» Excerpt to read
Patient-Reported Outcomes and Quality of Life Poster Presentation

P1037 - Impact of remoteness on patient-reported outcomes in Australians with multiple sclerosis (ID 1550)

Speakers
  • I. Van Der Mei
Authors
  • J. Chen
  • H. Ahmad
  • B. Taylor
  • A. Palmer
  • I. Van Der Mei
Presentation Number
P1037
Presentation Topic
Patient-Reported Outcomes and Quality of Life

Abstract

Background

Inequity in the availability and quality of health care may exist across geographical locations. Little is known about whether living in remote areas is associated with worse health outcomes in Australians with multiple sclerosis (MS), which is important information for health care planning.

Objectives

We aimed to evaluate whether living in regional or remote areas was associated with worse disease outcomes, employment outcomes, health-related quality of life (HRQoL), disease modifying therapy (DMT) utilisation and cost of illness among Australians with MS.

Methods

Around 3000 participants of the Australian MS Longitudinal Study were invited to participate in three surveys in 2016. Level of remoteness (major cities, inner regional, outer regional, remote and very remoted Australia) was determined using postcode. Information on MS type, DMT use, HRQoL, severity of 13 MS symptoms, disability and employment outcomes were collected. Data were analysed using linear regression, log-binomial regression, log-multinomial regression and negative binomial regression.

Results

Living in more remote areas was not associated with substantially worse health/employment outcomes, or higher MS costs among Australians with MS. There was a consistent pattern of those living in inner regional areas having slightly worse health outcomes and higher costs, but the effect sizes were relatively small and there were no clear dose-response relationships with increasing remoteness. They were also less likely to use high efficacy DMTs compared to those living in major cities. Adjusting for factors such as age, disease duration, and education level only marginally reduced the associations.

Conclusions

There is no large inequity in outcomes within the Australian MS population as a result of remoteness, although those living in inner regional areas had slightly worse health outcomes and higher MS costs.

» Directions for this task
Answer these questions from the poster abstract on remoteness and multiple sclerosis:
1. About how many participants were invited to take part in the surveys, and in what year?
2. What was used to determine each participant's level of remoteness?
3. Compared with people living in major cities, what were people in inner regional areas less likely to use?
The records that come next are separate material and have no connection to the poster abstract.

» Data
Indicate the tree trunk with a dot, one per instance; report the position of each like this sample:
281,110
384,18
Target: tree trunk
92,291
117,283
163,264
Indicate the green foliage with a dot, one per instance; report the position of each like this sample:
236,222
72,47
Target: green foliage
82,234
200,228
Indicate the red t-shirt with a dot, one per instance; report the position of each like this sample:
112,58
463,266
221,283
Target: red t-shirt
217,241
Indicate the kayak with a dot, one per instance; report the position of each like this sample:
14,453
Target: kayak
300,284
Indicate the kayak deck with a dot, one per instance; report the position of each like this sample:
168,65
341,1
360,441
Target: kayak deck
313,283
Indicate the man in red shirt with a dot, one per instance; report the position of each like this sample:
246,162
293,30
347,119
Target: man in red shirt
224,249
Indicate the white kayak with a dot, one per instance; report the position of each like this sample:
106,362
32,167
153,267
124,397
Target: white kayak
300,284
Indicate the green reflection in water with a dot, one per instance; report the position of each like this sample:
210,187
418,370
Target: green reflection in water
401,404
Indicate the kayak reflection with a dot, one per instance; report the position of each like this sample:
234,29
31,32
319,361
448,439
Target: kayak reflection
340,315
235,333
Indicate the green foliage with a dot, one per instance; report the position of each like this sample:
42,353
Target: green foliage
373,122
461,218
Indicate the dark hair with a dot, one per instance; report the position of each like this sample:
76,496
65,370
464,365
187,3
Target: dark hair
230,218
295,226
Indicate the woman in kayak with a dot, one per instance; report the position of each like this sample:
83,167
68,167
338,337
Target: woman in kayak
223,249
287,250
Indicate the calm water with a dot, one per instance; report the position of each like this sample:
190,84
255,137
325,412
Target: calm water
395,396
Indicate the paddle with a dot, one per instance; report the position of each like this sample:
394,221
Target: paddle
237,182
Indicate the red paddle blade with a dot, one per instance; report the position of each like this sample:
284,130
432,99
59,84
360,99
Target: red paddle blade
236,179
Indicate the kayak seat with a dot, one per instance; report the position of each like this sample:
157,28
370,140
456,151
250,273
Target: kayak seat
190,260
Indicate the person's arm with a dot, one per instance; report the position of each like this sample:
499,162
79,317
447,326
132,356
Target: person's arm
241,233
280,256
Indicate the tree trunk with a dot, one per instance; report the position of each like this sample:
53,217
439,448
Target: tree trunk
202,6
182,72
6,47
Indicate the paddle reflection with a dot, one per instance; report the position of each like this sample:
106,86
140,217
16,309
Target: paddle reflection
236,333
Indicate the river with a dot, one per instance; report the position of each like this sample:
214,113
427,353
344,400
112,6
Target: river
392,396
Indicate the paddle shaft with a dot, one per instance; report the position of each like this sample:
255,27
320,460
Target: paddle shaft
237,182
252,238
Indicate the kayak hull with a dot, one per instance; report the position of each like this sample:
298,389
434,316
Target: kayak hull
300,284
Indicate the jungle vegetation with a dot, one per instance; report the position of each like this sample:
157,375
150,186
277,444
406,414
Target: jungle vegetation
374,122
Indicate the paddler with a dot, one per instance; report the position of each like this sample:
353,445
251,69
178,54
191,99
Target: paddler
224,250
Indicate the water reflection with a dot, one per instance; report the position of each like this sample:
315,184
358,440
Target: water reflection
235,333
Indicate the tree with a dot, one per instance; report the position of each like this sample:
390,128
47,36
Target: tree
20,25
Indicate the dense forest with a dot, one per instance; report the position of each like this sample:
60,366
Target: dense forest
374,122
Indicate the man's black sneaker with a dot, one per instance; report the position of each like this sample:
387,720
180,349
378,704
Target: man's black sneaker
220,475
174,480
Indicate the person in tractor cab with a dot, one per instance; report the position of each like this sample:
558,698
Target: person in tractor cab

» Response box
1. Around 3000 participants, in 2016.
2. Postcode.
3. High efficacy disease modifying therapies (DMTs).